++++ Teks Kutipan

Alasannya adalah niat secara potensial bisa berubah menjadi kesengajaan apabila
sudah di tunaikan menjadi perbuatan yang dituju. Artinya, semua perbuatan yang
diperlukan dalam kejahatan telah dilakukan, tetapi akibat yang dilarang tidak
timbul.
Moeljatno
(1985:22) juga menjelaskan bahwa kalau belum semua niat ditunaikan menjadi
perbuatan, maka niat masih ada dan merupakan sifat batin yang memberi arah
kepada tindak percobaan/poging. Oleh karena niat tidak sama dan tidak
bisa disamakan dengan kesengajaan, maka isinya niat jangan diambil dari sisi
kejahatannya dan karenanya diperlukan pembuktian tersendiri bahwa isinya niat
yang tertentu sudah ada sejak niat tersebut belum diwujudkan menjadi perbuatan
(Moeljatno, 1985:22).
Dalam konteks
penegakan hukum terkait dengan kasus TPPO, idealnya niat ini dipahami dalam
arti yang luas dan mencakup kesengajaan sebagai maksud atau tujuan, kesengajaan
sebagai kepastian dan kesengajaan sebagai kemungkinan. Dasar pikirnya adalah
selain sesuai dengan banyak yurisprudensi yang ada, pemaknaan niat secara luas
akan lebih menjamin tidak akan lolosnya pelaku TPPO dari jeratan hukum.

++++++++

**Tujuan 1**
Laporkan jumlah baris dalam daftar di bawah yang memuat kata "blue", dengan membedakan huruf besar dan huruf kecil. Tuliskan angkanya saja.

++++ Data Tersedia

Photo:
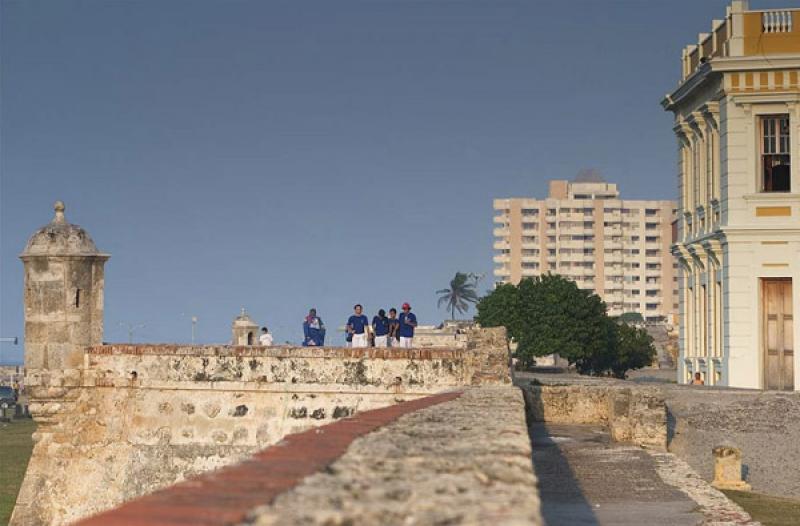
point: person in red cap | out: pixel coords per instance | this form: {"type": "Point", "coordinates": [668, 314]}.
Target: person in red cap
{"type": "Point", "coordinates": [408, 322]}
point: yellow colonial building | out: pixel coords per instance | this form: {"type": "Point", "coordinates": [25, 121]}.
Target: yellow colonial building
{"type": "Point", "coordinates": [737, 119]}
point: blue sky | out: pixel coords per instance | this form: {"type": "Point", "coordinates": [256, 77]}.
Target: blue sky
{"type": "Point", "coordinates": [283, 155]}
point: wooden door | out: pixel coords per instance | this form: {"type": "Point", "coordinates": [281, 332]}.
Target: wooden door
{"type": "Point", "coordinates": [778, 334]}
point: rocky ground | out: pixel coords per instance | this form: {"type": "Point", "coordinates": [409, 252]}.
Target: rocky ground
{"type": "Point", "coordinates": [764, 425]}
{"type": "Point", "coordinates": [467, 461]}
{"type": "Point", "coordinates": [585, 479]}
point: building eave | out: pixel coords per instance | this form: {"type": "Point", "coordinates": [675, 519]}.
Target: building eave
{"type": "Point", "coordinates": [696, 79]}
{"type": "Point", "coordinates": [754, 63]}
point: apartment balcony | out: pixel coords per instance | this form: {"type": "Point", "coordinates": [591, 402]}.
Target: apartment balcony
{"type": "Point", "coordinates": [501, 245]}
{"type": "Point", "coordinates": [502, 218]}
{"type": "Point", "coordinates": [501, 258]}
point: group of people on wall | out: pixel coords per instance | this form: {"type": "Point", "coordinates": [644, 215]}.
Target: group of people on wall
{"type": "Point", "coordinates": [385, 330]}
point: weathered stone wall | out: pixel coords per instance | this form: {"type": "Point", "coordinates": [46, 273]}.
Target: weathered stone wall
{"type": "Point", "coordinates": [136, 418]}
{"type": "Point", "coordinates": [632, 414]}
{"type": "Point", "coordinates": [764, 425]}
{"type": "Point", "coordinates": [467, 461]}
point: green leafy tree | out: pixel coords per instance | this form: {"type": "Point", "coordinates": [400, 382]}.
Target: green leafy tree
{"type": "Point", "coordinates": [634, 350]}
{"type": "Point", "coordinates": [548, 314]}
{"type": "Point", "coordinates": [460, 294]}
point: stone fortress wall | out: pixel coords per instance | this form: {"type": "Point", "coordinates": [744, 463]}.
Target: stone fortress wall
{"type": "Point", "coordinates": [136, 418]}
{"type": "Point", "coordinates": [119, 421]}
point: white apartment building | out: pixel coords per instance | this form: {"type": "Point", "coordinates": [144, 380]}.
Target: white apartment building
{"type": "Point", "coordinates": [618, 248]}
{"type": "Point", "coordinates": [737, 119]}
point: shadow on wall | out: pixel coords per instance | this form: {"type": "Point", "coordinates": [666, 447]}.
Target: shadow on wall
{"type": "Point", "coordinates": [562, 499]}
{"type": "Point", "coordinates": [671, 424]}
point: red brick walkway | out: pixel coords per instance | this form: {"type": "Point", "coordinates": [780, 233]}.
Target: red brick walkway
{"type": "Point", "coordinates": [225, 496]}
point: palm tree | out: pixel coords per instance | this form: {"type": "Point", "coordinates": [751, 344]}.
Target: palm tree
{"type": "Point", "coordinates": [460, 294]}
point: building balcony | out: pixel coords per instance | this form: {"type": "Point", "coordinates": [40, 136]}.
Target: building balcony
{"type": "Point", "coordinates": [502, 271]}
{"type": "Point", "coordinates": [761, 32]}
{"type": "Point", "coordinates": [501, 245]}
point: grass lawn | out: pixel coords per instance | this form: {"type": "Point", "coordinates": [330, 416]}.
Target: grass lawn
{"type": "Point", "coordinates": [15, 450]}
{"type": "Point", "coordinates": [770, 511]}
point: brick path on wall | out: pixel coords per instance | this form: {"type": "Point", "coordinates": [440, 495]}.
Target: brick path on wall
{"type": "Point", "coordinates": [227, 495]}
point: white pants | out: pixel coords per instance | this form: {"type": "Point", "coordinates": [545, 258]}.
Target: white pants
{"type": "Point", "coordinates": [360, 340]}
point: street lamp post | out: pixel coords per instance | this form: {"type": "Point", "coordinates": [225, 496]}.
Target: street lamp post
{"type": "Point", "coordinates": [131, 328]}
{"type": "Point", "coordinates": [13, 340]}
{"type": "Point", "coordinates": [194, 325]}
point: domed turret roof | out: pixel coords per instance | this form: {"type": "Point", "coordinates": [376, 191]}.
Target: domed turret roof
{"type": "Point", "coordinates": [60, 238]}
{"type": "Point", "coordinates": [244, 320]}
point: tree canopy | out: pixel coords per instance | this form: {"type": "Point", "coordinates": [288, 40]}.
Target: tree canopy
{"type": "Point", "coordinates": [550, 314]}
{"type": "Point", "coordinates": [460, 294]}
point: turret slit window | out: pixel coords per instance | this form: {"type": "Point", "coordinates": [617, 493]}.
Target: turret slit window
{"type": "Point", "coordinates": [775, 157]}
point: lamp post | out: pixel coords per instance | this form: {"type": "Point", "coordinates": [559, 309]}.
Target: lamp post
{"type": "Point", "coordinates": [131, 328]}
{"type": "Point", "coordinates": [194, 324]}
{"type": "Point", "coordinates": [13, 340]}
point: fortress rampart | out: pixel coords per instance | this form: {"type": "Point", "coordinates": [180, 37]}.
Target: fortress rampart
{"type": "Point", "coordinates": [136, 418]}
{"type": "Point", "coordinates": [119, 421]}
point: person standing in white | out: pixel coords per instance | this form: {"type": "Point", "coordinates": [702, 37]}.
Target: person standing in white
{"type": "Point", "coordinates": [266, 338]}
{"type": "Point", "coordinates": [408, 322]}
{"type": "Point", "coordinates": [357, 326]}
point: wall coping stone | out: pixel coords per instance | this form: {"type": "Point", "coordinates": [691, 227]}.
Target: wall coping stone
{"type": "Point", "coordinates": [227, 495]}
{"type": "Point", "coordinates": [277, 351]}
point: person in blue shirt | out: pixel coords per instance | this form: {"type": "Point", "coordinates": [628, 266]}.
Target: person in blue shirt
{"type": "Point", "coordinates": [394, 328]}
{"type": "Point", "coordinates": [408, 322]}
{"type": "Point", "coordinates": [313, 330]}
{"type": "Point", "coordinates": [380, 326]}
{"type": "Point", "coordinates": [358, 326]}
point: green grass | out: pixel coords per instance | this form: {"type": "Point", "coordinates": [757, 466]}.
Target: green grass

++++++++

**Tujuan 2**
Lanjutkan teks tentang niat dalam hukum pidana di atas, dimulai setelah kalimat terakhirnya.

**Jawaban Tugas 1**
4

**Jawaban Tugas 2**
Syarat Kedua ialah adanya permualaan
pelaksanaan (begin van uitvoering). Permulaan pelaksanaan merupakan
syarat yang sangat penting diketahui untuk menentukan apakah telah terjadi
suatu percobaan melakukan tindak pidana/kejahatan atau belum. Karena, dalam
pandangan hukum pidana niat saja tidak cukup
untuk menuntut seseorang mempertangungjawabkan atas tercelanya sikap
batin pelaku. Secara faktual, niat yang belum diimplementasikan dalam suatu
bentuk perbuatan belum ada keberbahayaan terhadap kepentingan hukum yang
dilindungi oleh Undang-Undang.
Dalam proses
penegakan hukum, permulaan pelaksanaan (uitvoeringshandeling) harus
dibedakan
dari perbuatan persiapan (voorbereidingshandeling). Karena yang
dapat dipidana menurut
UUPTPPO, KUHPidana maupun produk hukum pidaana lainnya, hanyalah
permulaan
pelaksanaan (uitvoeringshandeling).
Sedangkan, jika masih
merupakan perbuatan persiapan (voorbereidingshandeling) untuk mulai
berbuat, tidak
dapat
dipidana.
Untuk membedakannya, Secara sederhana, permulaan pelaksanaan (uitvoeringshandeling) dapat dibedakan dari
suatu perbuatan persiapan (voorbereidingshandeling) berdasarkan proses
atau tata urutan suatu peristiwa pidana.
R. Soesilo
(1995:69-70), menjelaskan bahwa suatu perbuatan sudah boleh dikatakan sebagai
permulaan pelaksanaan (uitvoeringshandeling), apabila pelaku telah
mulai melakukan suatu anasir atau elemen dari peristiwa pidana. Jika pelaku
belum memulai dengan melakukan suatu anasir atau elemen ini, maka perbuatannya
itu masih harus dipandang sebagai perbuatan persiapan (voorbereidingshandeling).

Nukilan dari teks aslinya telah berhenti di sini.